El artículo 206 de la Ley Hipotecaria, que da a la Iglesia el privilegio (así lo califican muchas sentencias) de inscribir mediante la propia certificación del Diocesano, no exime de la obligación de demostrar la propiedad, cosa harto discutible frente a los Ayuntamientos. Además está bajo sospecha de anticonstitucionalidad, tras algunas sentencias del Tribunal Constitucional y del Tribunal Supremo basadas en una lógica aplastante: la ley Hipotecaria fue aprobada en 1946 en pleno Estado confesional franquista. De ahí las generosas prerrogativas para la inscripción que concede a la Iglesia. Establecida con la Constitución de 1978 la separación Iglesia-Estado, es decir, en un estado no confesional, es más que cuestionable otorgar al Diocesano funciones de Estado, convirtiéndose en fedatario público para inscribir a su nombre bienes de utilidad pública.
El artículo 206 de la Ley Hipotecaria es pues algo muy polémico y la Iglesia debería palparse mucho la ropa antes de utilizarlo, y menos a mansalva. ¿Que las inscripciones, según la nota arzobispal, han sido efectuadas sin «conflicto ni pleito alguno»? Cierto, y eso es precisamente lo más grave. Que en cientos de pueblos y lugares navarros se hayan privatizado, a cencerros tapados, tantos edificios públicos sin que ni un solo concejal se haya enterado, es un escándalo. Encendida la luz, ya verán cómo a partir de ahora eso no va a ser así.

- Listado
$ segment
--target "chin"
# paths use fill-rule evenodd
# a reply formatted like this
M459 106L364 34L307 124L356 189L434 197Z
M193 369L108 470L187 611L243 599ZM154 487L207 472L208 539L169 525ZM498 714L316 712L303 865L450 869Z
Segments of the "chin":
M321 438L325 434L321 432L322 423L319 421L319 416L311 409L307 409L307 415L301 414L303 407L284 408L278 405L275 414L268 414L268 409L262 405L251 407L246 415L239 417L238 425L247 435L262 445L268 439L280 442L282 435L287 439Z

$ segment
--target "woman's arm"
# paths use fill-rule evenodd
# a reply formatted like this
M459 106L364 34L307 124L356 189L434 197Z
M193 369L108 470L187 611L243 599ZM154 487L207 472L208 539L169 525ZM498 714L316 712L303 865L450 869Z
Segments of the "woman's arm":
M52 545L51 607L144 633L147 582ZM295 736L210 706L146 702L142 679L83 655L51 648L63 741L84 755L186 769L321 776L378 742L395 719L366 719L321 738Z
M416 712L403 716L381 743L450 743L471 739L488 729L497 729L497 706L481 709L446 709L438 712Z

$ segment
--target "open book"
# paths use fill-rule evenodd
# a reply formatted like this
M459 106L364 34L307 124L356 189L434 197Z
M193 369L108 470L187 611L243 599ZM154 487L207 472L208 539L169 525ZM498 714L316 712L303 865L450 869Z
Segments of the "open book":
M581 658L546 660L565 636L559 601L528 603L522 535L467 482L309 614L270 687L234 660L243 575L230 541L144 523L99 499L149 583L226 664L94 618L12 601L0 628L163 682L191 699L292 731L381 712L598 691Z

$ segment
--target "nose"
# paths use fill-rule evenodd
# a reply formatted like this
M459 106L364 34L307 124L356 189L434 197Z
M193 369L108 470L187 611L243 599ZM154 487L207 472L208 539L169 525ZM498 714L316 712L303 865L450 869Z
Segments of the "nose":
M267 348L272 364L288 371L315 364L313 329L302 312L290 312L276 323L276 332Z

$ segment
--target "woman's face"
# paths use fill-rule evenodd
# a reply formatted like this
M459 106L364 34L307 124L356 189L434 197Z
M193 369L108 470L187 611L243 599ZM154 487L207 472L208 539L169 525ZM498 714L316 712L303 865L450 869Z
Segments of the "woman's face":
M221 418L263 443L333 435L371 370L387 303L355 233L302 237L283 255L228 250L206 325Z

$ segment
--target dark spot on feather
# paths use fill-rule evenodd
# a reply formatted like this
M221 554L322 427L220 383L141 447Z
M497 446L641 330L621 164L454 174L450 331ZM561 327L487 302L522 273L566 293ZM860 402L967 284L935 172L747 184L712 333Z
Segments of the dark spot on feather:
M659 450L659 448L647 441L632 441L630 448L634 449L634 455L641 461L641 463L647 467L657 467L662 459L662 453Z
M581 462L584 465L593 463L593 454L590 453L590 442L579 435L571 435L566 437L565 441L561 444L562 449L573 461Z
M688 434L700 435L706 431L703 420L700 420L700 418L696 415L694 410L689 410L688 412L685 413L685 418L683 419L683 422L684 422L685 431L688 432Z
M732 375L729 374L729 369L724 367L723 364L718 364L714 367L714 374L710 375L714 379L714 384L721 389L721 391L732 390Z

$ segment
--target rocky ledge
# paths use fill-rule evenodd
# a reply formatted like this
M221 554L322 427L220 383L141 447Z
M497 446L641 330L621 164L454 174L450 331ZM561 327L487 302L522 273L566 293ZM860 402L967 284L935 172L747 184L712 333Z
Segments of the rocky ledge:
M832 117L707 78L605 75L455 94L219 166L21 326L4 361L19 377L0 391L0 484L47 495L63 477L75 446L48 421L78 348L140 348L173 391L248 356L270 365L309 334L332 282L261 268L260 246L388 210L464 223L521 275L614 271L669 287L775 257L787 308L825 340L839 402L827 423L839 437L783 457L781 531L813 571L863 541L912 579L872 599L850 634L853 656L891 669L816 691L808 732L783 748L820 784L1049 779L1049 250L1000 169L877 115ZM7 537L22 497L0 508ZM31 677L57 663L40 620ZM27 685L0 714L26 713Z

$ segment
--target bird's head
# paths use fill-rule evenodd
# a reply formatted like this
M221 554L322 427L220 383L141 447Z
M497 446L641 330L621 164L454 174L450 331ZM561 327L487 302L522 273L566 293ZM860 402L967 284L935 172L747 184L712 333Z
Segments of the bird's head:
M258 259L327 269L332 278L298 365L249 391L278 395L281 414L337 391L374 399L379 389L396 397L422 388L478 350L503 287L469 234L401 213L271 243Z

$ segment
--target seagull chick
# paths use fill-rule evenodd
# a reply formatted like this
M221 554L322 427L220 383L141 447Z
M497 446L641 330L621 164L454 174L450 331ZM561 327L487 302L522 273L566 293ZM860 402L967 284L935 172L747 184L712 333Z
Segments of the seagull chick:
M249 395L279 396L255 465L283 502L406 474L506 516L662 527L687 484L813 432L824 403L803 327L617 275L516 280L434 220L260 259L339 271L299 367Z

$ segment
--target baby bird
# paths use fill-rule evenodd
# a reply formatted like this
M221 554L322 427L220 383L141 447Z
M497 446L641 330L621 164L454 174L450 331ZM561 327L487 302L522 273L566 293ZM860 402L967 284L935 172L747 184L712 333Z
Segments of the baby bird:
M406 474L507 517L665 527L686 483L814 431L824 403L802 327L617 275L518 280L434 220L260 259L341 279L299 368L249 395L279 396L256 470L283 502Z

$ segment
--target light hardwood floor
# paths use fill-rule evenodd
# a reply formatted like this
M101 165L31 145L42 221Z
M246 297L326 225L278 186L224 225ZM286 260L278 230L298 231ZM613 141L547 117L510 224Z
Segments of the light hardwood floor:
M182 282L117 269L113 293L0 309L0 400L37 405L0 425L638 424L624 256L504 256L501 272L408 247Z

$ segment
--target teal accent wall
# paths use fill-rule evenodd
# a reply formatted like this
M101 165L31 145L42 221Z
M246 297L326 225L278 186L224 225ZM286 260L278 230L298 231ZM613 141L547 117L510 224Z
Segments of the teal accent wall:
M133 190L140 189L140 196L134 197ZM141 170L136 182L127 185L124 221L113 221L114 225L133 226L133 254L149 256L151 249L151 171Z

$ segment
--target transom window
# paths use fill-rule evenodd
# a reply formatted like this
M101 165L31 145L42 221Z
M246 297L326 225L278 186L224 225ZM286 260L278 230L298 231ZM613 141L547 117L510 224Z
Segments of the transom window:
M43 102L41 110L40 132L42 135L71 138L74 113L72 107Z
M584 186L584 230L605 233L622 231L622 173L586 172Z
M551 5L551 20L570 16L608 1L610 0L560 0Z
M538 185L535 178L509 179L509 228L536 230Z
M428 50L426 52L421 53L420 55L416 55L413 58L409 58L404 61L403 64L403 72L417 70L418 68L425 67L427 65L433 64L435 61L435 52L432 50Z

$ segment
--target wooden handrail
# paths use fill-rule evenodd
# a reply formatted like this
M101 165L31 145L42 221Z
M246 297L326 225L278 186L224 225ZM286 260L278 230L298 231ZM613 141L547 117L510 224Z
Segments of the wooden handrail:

- Lista de tareas
**A.** Transcriba el fragmento del texto sobre el artículo 206 de la Ley Hipotecaria que comienza con "El artículo 206 de la Ley Hipotecaria, que" y llega hasta "de utilidad pública.", ambos incluidos.
**B.** Prosiga el texto sobre el artículo 206 de la Ley Hipotecaria a partir del punto en que termina.

- Respuestas
**A.**
El artículo 206 de la Ley Hipotecaria, que da a la Iglesia el privilegio (así lo califican muchas sentencias) de inscribir mediante la propia certificación del Diocesano, no exime de la obligación de demostrar la propiedad, cosa harto discutible frente a los Ayuntamientos. Además está bajo sospecha de anticonstitucionalidad, tras algunas sentencias del Tribunal Constitucional y del Tribunal Supremo basadas en una lógica aplastante: la ley Hipotecaria fue aprobada en 1946 en pleno Estado confesional franquista. De ahí las generosas prerrogativas para la inscripción que concede a la Iglesia. Establecida con la Constitución de 1978 la separación Iglesia-Estado, es decir, en un estado no confesional, es más que cuestionable otorgar al Diocesano funciones de Estado, convirtiéndose en fedatario público para inscribir a su nombre bienes de utilidad pública.

**B.**
Pero los discutibles aspectos legales no deben apartarnos de las verdaderos argumentos históricos y morales. Dice el Arzobispado que «el patrimonio de los templos, casas parroquiales y otros lugares de culto ha sido, en gran medida, obra y expresión admirable de las comunidades cristianas de los pueblos, que libre y voluntariamente, y con encomiable esfuerzo, quisieron crear y mantener esas instituciones y servicios». Esto no es del todo cierto. Es verdad que en muchos pueblos, sobre todo pequeños, los vecinos arreglan las iglesias y ermitas voluntariamente, como arreglan la fuente, el frontón y el lavadero. Y el uso continuado de esos bienes por parte de aguadores, pelotaris y lavanderas jamás les dio derecho de escriturarlos a su nombre. Es el auzolan, el trabajo para la colectividad. Y no siempre fue de grado: en muchos lugares el Ayuntamiento imponía el arreglo de la iglesia como medio de acceso al lote de leña o a la parcela comunal. Y lo que no cubría el auzolan se sostenía antes con la Primicia, impuesto municipal bien oneroso, nada de «libre y voluntario».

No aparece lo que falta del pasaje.